◆ Reading text
- - - - - - -

Thank you very much for reviewing our manuscript and giving meaningful advices. Our corresponding responses are listed point by point as follows.

1. In abstract second sentence concerning carbon dots properties should be shortened.

Author Response: Thank you for your suggestion, we have shortened the corresponding sentence in the revised manuscript.

2. The abbreviation (QY) presented at Figure 1. should be expanded. Authors explain it at page 10 line 292, but (QY) should be also expanded at Figure 1.

Author Response: Thank you for your kind reminding, the abbreviation (QY) in Figure 1 has been explained in the revised manuscript (marked in red).

3. Please correct the font in word “organic” see line page 2, line 63.

Author Response: Thank you for your suggestion, the word “organic” has been corrected in the revised paper, please see page 2, line 64.

4. The brackets in the (Figure 3(a) and (Figure 3(a) are not closed, or it is too much brackets see page 3, lines 88 and 90. The same situation occur in (Figure 4(a) see page 4, lines 125, (Figure 4(b) see page 4, lines 128, (Figure 5(a) see page 6, lines 157, (Figure 5(b) see page 6, lines 160, (Figure 5(a) see page 8, lines 195, (Figure 5(b) see page 8, lines 197 (Figure 14(a) see page 15, lines 436, please correct it

Author Response: Thank you for your suggestion, the unclosed brackets have been completed in the revised manuscript.

5. The abbreviation GSH should be expanded see page 6, line 157.

Author Response: Thank you for your suggestion, the abbreviation GSH has been replaced by glutathione, please see page 6, line 184.

- - - - - - -

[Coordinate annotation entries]
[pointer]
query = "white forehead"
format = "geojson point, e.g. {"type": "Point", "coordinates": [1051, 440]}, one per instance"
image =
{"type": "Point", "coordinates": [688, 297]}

- - - - - - -

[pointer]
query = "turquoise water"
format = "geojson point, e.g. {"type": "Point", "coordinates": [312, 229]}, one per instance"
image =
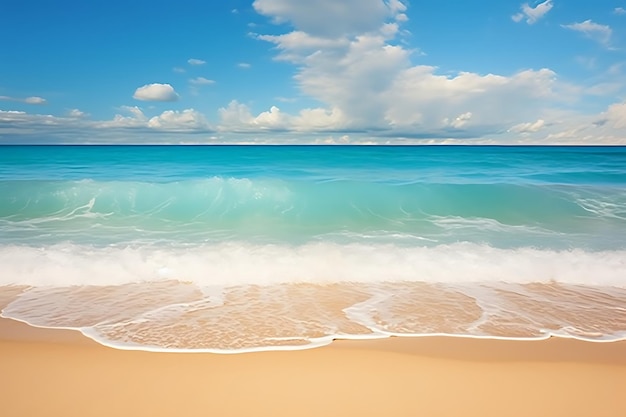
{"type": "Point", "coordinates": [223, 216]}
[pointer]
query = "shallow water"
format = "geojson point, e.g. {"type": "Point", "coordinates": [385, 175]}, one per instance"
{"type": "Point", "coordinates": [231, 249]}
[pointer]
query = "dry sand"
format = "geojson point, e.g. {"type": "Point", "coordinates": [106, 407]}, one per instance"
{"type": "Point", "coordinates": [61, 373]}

- - - - - - -

◆ Goal
Answer these questions about the review response:
1. Which abbreviation was to be expanded in Figure 1?
2. The font of which word was to be corrected?
3. What was the abbreviation GSH replaced by?

◆ Solution to this task
1. QY
2. "organic"
3. Glutathione